→ **EXERCISE GOAL**: Could you continue the passage on overdoses during COVID-19, picking up after its last sentence?

→ **SOURCE DOCUMENT**:
___
Although work is still in progress to determine the reasons behind this increase, the dramatic changes to society as the result of COVID-19 may play a role. Since March 22, there has been a sustained increase in both fatal and non-fatal overdoses being reported.

“The harm reduction and treatment strategies in place since 2016 are effective at reducing overdose deaths,” says Margot Kuo, epidemiologist, overdose surveillance, BCCDC. “Any changes to those services and systems due to COVID-19, including changes to the illegal drug supply chain, make it even harder to stay safe.” 

It is important to remember physical distancing does not mean social isolation. Local Overdose Prevention and Supervised Consumption services (SCS) are open, safe and here to help during COVID-19.

To address the compounded risks of COVID-19 and overdose for people who use substances, new prescribing guidelines allow access to safer alternatives.

Continuing essential social services while integrating public health principles to minimize transmission of COVID-19 
  • The Provincial Health Officer’s order of no gatherings with more than 50 people is intended to apply to one-time, entertainment, community and social events.
___
→ **INPUT DATA**:
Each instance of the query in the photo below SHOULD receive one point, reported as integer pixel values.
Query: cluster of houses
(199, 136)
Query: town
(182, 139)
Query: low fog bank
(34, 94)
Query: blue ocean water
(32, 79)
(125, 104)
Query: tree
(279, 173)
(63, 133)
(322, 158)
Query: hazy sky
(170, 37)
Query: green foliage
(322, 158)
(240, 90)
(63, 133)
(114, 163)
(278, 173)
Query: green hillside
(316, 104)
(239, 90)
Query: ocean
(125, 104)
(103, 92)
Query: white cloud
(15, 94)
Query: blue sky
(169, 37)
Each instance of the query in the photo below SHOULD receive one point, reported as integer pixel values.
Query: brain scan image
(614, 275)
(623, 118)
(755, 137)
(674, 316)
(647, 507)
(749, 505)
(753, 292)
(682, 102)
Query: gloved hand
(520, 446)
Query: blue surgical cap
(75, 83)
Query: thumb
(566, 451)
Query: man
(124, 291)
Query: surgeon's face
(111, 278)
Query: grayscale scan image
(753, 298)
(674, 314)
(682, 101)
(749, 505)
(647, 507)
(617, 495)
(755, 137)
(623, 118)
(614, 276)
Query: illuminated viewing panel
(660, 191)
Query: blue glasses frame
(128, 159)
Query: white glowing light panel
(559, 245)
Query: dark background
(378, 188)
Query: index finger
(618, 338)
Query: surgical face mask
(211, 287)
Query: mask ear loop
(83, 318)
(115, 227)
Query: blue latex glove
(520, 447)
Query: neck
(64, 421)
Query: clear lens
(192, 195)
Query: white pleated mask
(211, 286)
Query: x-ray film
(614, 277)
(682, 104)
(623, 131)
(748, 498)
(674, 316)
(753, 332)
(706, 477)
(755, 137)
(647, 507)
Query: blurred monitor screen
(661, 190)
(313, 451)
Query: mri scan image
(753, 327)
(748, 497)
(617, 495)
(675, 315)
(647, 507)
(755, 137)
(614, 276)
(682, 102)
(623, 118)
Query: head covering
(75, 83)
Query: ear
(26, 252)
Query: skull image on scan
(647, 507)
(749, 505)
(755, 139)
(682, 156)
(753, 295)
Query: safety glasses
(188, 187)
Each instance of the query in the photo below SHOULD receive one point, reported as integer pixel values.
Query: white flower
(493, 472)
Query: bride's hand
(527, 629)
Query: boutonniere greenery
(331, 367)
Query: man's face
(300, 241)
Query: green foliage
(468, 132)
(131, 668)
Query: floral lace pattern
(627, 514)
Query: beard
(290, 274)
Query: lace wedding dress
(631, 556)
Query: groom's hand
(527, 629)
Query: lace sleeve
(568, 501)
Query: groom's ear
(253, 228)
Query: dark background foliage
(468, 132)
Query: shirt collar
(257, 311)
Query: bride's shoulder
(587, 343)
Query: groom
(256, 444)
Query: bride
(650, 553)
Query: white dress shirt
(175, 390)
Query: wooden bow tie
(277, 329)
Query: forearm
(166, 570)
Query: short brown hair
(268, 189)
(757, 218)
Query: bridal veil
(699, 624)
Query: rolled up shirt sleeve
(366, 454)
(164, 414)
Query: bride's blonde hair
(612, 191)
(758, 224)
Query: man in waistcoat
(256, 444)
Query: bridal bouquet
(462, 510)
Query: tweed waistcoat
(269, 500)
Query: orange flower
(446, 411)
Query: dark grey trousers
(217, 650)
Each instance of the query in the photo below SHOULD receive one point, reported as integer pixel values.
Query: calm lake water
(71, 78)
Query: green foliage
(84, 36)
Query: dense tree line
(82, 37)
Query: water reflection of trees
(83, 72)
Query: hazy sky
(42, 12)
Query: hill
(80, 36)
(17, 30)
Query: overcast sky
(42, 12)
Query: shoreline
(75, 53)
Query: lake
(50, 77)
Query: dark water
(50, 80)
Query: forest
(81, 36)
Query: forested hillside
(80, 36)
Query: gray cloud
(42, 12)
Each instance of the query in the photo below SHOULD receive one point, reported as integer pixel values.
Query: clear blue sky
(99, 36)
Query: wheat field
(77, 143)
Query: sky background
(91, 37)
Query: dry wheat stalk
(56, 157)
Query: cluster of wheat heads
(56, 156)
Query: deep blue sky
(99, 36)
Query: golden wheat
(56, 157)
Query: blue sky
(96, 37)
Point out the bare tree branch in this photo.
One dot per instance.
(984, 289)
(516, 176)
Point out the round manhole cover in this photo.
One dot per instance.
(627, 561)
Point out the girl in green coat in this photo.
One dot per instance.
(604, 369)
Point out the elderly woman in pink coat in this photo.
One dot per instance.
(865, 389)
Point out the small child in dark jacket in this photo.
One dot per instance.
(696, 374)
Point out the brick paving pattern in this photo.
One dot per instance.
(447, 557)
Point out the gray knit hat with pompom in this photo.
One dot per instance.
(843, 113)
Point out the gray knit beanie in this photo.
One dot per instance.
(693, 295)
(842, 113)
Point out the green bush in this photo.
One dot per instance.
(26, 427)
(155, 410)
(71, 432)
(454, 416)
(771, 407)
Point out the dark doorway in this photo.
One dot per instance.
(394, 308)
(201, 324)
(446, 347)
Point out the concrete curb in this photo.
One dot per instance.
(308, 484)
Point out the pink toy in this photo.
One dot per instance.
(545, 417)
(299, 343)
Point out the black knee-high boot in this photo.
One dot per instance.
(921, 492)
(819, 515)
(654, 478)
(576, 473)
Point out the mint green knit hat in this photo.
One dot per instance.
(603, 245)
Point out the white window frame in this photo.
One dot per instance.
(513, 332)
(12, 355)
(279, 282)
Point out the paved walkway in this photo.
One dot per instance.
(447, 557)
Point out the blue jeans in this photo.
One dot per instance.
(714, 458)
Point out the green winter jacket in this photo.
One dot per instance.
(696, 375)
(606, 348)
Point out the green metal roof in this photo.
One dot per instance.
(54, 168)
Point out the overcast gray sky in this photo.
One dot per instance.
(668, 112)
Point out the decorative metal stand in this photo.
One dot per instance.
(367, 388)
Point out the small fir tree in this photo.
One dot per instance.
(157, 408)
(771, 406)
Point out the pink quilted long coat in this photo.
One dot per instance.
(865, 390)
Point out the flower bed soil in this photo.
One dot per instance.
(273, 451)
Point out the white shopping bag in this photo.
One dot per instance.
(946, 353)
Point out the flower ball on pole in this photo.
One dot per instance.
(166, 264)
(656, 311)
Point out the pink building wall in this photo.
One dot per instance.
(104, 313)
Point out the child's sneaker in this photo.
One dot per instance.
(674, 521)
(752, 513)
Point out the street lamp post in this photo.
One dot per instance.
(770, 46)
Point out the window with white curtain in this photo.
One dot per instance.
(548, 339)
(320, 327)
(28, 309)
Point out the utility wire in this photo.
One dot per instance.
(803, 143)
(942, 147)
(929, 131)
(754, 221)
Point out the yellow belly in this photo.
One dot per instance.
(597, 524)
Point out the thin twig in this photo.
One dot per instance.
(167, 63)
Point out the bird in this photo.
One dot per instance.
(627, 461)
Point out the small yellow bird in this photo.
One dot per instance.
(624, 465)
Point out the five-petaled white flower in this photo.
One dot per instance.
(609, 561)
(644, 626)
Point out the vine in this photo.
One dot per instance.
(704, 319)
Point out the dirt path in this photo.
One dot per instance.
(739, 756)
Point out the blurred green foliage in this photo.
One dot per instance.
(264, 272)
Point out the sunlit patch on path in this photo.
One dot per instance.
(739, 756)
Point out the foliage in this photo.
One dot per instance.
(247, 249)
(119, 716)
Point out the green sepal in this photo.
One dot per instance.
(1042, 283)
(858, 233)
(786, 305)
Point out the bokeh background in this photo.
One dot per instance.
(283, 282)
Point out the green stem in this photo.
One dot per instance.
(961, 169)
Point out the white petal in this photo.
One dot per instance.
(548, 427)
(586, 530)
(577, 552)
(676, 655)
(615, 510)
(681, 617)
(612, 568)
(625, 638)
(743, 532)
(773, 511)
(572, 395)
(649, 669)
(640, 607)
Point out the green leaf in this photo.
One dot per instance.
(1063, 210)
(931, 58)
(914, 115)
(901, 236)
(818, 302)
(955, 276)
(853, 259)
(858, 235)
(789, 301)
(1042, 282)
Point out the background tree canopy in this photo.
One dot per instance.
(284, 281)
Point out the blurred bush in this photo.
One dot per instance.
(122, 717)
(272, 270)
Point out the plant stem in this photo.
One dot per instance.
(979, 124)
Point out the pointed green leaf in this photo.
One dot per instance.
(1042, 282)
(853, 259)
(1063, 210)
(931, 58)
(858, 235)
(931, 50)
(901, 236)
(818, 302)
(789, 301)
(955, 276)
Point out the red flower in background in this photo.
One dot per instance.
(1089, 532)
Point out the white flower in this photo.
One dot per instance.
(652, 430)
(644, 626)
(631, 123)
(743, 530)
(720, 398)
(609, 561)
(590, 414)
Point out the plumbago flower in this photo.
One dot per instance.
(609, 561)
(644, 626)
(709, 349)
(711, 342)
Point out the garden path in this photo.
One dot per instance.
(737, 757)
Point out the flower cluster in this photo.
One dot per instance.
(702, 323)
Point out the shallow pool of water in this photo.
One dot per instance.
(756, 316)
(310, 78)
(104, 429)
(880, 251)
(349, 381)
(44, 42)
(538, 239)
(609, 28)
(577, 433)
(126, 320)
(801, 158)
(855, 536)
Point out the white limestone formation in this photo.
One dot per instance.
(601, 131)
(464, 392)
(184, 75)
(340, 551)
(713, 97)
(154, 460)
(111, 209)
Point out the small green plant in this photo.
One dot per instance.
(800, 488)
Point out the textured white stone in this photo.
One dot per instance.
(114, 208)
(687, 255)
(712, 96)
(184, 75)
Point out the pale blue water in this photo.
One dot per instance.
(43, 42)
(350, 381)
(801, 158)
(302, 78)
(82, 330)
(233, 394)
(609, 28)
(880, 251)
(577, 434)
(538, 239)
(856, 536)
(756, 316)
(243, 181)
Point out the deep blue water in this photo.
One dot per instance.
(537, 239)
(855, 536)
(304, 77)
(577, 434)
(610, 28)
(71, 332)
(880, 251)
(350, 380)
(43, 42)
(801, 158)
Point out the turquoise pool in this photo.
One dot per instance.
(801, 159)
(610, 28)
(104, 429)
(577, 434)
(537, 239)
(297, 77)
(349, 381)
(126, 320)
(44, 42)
___
→ **TASK ANSWER**:
  • Overdose prevention sites and supervised consumption sites are exempt from the Provincial Health Officer’s order of no gatherings, as they are clinical spaces providing essential services. Service delivery should continue as much as possible. 
Buddy up 
  • Buddy up when you are using. COVID-19 is passed by droplets. Stay 2m (6.5 ft) from your buddy to avoid passing the virus. Using with a buddy is safer than using alone.
  • Find your “buddies” who can bring you food, harm reduction supplies, medicine, and substances so that you can stay well. You can also be a buddy to those who may need extra support. Check in on your buddies regularly. 
When responding to an overdose in the communit
  • When responding to an opioid overdose there is a risk of infection, particularly if rescue breaths are given without protective equipment. This is why each Take Home Naloxone kit contains gloves and a CPR face shield. The risk of infection is low relative to the very high risk of brain injury or death during an overdose. Taking basic precautions will minimize the risk of infection of both the person who overdoses and the responder. 
  • Stimulate - put on gloves and try and rouse the person, encourage them to take big breaths. If no response: 
    • call 9-1-1
    • Administer naloxone early - if needed give two doses
    • Provide rescue breaths to restore oxygen to the brain and administer additional naloxone as needed Anyone not responding to the overdose should leave the room or immediate area 
  • When using a take home naloxone kit or facility overdose response box: 
    • Use the face shield/breathing barrier to give rescue breaths
    • Use gloves
    • The face shield has a one-way valve and large impermeable area which protects the responder from respiratory secretions. 
    • After responding dispose of the face shield before taking off the gloves and wash/clean hands thoroughly.